** Begin EXTRACT PROVIDED **
Resources

Data is a key resource for creating successful machine learning applications. In particular, benchmark datasets are necessary, which is being addressed in the Earth sciences [147]. The availability of open source models and source code is also very helpful, to learn about previous efforts, and avoid reinventing the wheel. Finally, it is important to interact with a community of fellow practitioners, to find advice and potential partnerships.

Some helpful resources in these regards are listed below, in alphabetical order.

Climate Change AI

Web page: https://www.climatechange.ai/

Climate Change AI is an initiative that aims to catalyze impactful work, at the intersection of AI (especially machine learning) and climate change. In a recently refreshed version of the open access paper ‘Tackling climate change with machine learning’ [1], the authors collectively catalog and rank many concrete opportunities for ML to make a tangible difference in the quest for climate change mitigation and adaption, in electricity systems, transportation, buildings and cities, industry, farms and forests, carbon dioxide removal, and other domains.

ClimateSet

Web page: https://climateset.github.io

Climate models are important tools for analyzing climate change, and predicting its future impacts. ClimateSet [148] assembles a collection of inputs and outputs from 36 climate models from Input4MIPs and CMIP6, and makes them available in a conveniently preprocessed form for large-scale ML applications. It includes inputs and outputs for five SSP scenarios, four forcing agents, and two climatic variables: temperature and precipitation.
** End EXTRACT PROVIDED **
# [WHAT TO DO]
1. Check each statement against the resources section. For each, answer yes or no and quote the deciding words. (a) ClimateSet gathers inputs and outputs from 36 climate models. (b) ClimateSet covers three climatic variables. (c) The resources are listed in alphabetical order.
2. Using the resources section, explain in one to three sentences why open source models and source code are considered very helpful.
3. Pick up the resources section on machine learning for climate work after its last sentence and continue it.
** Begin DATASET ROWS **
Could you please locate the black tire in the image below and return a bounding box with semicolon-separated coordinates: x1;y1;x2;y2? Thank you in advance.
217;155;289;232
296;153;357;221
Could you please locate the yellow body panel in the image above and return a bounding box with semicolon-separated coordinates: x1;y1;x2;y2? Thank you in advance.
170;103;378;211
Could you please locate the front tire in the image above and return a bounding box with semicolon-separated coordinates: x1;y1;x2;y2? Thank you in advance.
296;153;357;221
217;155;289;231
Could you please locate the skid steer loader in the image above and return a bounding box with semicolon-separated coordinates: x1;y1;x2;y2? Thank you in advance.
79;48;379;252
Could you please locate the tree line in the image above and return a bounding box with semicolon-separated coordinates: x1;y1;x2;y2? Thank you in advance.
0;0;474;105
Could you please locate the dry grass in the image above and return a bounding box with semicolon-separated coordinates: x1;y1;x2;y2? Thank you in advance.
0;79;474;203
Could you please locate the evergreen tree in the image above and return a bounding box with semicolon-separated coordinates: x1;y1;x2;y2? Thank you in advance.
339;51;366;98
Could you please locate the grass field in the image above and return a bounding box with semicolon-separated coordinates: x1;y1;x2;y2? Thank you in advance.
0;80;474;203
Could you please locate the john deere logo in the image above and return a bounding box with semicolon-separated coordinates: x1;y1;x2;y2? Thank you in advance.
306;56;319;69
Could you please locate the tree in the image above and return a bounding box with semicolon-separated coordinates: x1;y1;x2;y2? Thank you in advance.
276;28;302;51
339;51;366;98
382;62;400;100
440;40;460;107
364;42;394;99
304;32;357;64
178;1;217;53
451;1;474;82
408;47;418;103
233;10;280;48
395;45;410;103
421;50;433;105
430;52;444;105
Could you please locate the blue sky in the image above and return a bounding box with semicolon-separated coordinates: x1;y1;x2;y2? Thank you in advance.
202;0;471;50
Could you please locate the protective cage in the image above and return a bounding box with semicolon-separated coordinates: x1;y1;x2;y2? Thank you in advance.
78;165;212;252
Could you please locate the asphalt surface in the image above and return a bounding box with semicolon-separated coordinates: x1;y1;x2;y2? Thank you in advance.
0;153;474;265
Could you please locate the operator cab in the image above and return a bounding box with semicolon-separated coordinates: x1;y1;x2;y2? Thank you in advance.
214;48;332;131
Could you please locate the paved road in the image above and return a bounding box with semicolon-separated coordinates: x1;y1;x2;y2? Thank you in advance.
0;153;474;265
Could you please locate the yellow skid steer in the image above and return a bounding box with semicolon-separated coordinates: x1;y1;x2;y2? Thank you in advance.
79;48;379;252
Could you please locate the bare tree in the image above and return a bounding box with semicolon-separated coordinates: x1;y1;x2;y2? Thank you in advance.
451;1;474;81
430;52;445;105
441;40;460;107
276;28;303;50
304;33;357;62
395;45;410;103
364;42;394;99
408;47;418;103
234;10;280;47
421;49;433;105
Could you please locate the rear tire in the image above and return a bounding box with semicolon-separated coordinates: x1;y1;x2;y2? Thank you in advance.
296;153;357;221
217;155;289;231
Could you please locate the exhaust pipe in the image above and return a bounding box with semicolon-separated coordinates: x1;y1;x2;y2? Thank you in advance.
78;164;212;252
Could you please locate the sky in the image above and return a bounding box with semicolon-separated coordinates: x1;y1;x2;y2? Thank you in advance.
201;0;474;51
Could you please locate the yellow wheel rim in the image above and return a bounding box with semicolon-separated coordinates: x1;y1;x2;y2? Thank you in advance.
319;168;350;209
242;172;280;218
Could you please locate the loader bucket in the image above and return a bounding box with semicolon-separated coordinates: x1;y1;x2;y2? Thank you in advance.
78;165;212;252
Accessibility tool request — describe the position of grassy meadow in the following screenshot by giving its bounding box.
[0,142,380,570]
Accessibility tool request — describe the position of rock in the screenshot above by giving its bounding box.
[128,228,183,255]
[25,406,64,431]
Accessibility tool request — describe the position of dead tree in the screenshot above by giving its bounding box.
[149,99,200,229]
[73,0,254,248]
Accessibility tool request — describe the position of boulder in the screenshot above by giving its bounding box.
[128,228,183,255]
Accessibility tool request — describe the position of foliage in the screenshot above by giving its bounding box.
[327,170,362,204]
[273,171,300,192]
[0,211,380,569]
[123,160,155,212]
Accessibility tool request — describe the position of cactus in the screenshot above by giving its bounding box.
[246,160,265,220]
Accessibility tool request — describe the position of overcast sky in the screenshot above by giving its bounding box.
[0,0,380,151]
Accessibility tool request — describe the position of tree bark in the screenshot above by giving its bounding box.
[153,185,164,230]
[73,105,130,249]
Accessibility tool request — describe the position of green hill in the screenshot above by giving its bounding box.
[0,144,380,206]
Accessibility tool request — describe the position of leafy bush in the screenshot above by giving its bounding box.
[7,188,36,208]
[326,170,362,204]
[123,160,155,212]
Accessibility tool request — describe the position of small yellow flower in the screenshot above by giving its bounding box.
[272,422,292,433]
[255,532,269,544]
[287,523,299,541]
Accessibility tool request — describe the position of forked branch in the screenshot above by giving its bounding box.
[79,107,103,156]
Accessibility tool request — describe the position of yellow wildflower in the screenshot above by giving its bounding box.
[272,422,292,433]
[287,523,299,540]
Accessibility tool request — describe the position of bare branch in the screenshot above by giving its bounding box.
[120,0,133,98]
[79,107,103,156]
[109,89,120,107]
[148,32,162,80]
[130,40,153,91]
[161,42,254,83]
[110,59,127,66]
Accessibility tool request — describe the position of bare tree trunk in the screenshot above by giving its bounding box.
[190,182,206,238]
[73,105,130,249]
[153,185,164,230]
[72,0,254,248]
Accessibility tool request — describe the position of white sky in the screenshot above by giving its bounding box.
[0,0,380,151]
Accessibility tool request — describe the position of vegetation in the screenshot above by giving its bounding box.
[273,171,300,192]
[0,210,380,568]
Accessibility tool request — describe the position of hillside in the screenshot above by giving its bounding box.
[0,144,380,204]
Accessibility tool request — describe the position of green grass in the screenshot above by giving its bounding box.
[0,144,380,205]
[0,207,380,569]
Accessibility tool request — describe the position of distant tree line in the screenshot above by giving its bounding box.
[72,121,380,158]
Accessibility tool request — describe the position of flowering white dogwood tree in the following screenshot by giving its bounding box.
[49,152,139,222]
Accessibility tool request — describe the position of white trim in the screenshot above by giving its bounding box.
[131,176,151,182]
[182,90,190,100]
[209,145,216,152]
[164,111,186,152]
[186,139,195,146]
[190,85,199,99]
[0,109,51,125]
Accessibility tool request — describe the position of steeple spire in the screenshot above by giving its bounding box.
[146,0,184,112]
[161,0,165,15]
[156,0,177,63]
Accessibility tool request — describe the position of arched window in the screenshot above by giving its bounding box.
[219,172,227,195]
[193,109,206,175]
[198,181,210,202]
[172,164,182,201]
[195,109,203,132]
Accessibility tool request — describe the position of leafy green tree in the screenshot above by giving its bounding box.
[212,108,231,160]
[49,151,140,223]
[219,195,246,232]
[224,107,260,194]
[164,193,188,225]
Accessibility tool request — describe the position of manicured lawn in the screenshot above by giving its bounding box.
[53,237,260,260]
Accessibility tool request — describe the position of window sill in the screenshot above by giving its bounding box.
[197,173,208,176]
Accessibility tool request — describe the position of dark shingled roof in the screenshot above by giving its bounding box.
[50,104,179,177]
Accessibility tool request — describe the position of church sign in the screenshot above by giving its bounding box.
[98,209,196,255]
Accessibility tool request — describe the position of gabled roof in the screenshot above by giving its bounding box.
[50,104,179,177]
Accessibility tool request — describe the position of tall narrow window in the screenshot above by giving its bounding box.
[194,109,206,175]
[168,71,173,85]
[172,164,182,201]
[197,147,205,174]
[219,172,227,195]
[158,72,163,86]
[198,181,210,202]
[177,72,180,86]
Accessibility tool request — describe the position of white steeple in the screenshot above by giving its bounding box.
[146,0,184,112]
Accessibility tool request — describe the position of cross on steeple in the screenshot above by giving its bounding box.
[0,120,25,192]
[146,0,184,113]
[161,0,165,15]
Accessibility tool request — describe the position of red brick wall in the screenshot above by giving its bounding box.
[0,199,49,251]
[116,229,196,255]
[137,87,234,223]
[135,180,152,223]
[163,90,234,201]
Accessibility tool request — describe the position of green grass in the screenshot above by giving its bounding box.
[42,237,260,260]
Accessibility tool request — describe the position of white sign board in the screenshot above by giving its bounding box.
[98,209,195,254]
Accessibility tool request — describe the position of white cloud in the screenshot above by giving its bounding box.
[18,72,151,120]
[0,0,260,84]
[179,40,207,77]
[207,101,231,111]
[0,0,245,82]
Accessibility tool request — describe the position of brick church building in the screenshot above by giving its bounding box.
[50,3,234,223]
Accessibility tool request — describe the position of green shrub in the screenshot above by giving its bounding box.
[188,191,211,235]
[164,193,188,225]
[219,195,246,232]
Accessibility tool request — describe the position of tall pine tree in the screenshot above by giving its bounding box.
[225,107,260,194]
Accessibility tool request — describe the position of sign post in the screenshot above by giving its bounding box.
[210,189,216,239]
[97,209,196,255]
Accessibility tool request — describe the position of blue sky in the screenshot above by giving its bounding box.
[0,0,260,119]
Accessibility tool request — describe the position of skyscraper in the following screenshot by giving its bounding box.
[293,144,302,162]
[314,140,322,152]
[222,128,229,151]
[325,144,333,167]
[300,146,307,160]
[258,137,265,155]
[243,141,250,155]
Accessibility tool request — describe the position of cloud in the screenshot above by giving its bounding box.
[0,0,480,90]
** End DATASET ROWS **
# [EXPECTED ANSWERS]
1.
(a) Yes: "assembles a collection of inputs and outputs from 36 climate models from Input4MIPs and CMIP6"
(b) No: "two climatic variables: temperature and precipitation"
(c) Yes: "Some helpful resources in these regards are listed below, in alphabetical order."

2. Open source models and source code let practitioners learn about previous efforts. They also help practitioners avoid reinventing the wheel.

3.
Earth on AWS

Web page: https://aws.amazon.com/earth/

Amazon Web Services (AWS) is a very large cloud computing platform, which provides computational resources of many different kinds. The platform hosts copies of several important Open Data datasets, including data from the Sentinel and Landsat satellite missions. In addition, Amazon has an open Call for Proposals for research using the Earth on AWS datasets for building scientific applications, and successful proposal can be granted cloud usage credits.

Earth System Science Data

Web page: https://www.earth-system-science-data.net/

Earth System Science Data (ESSD) is an international journal for the publication of articles on original and high-quality, well-documented research data, with a clear emphasis on open access [149]. ESSD also supports a ‘living data’ process to support evolving datasets, which are subject to regular updates or extensions.

Google Earth Engine

Web page: https://earthengine.google.com/

Google Earth Engine is an online platform for geospatial analysis and computations, which is provided free of charge for academic and research use. It contains several petabytes of curated datasets, including satellite data from USGS/NASA and ESA, all accessible through a common API. The portal contains a development environment in which source code and interactive maps are displayed side-by-side.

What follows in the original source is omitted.